How will major news organizations handle the challenge or conflict-of-interest problems when they have employees with spouses at high levels of the Obama administration? The newly named head of the White House Office of Health Reform, Nancy-Ann DeParle, is married to New York Times reporter Jason DeParle. The marriage was mentioned in the Times article on Mrs. DeParle’s appointment, but will the editor or the Public Editor of the Times explain how they’ll avoid a conflict?
Time magazine saluted Mrs. DeParle’s resume, including running Medicare at the end of the Clinton administration, but like the Times, they were more concerned with her private-sector conflicts: "Since then she has become a highly sought-after corporate, academic and foundation consultant, earning enough money with her husband, New York Times reporter Jason DeParle, to buy a $3 million house in the Washington suburbs in 2007."

• [EXTRACTED MATERIAL]

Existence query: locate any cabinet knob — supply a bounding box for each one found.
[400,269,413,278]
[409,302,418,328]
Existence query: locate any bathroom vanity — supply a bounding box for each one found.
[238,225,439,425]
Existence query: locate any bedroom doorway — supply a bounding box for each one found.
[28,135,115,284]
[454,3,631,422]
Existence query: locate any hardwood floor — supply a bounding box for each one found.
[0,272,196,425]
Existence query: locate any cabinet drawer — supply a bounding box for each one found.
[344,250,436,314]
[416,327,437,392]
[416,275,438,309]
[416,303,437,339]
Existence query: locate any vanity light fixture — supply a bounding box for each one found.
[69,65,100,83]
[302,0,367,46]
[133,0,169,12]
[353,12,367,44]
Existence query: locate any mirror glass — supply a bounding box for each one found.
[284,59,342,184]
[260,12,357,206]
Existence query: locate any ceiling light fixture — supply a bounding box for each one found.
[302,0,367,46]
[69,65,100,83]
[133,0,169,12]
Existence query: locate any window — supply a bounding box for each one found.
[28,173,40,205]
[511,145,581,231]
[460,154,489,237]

...

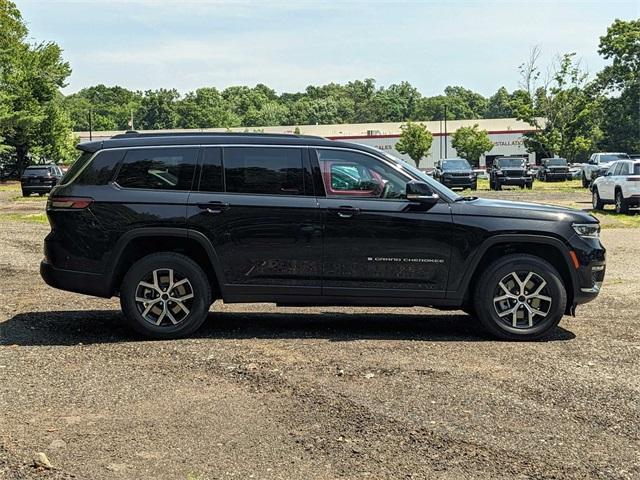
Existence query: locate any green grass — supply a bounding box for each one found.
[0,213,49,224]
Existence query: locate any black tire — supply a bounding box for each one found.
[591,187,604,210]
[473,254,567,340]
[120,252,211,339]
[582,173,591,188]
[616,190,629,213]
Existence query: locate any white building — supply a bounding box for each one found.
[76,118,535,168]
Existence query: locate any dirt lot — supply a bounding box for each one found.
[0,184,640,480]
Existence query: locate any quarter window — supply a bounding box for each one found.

==

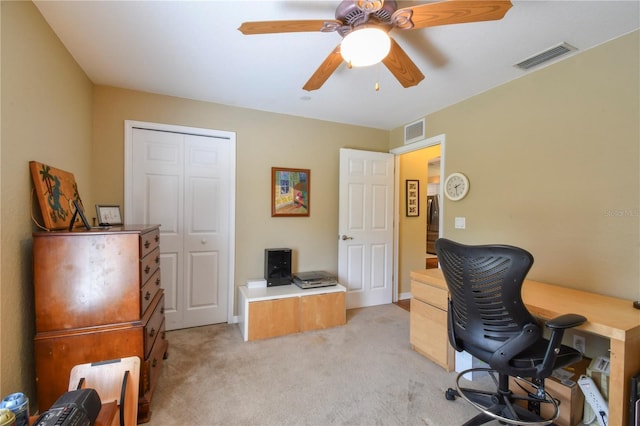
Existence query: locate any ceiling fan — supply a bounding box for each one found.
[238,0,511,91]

• [TASK INSTRUCTIONS] According to the passage on Nancy-Ann DeParle's appointment, which office was she newly named to head? The entries have no connection to the passage.

• [SOLUTION TO THIS EXERCISE] The White House Office of Health Reform.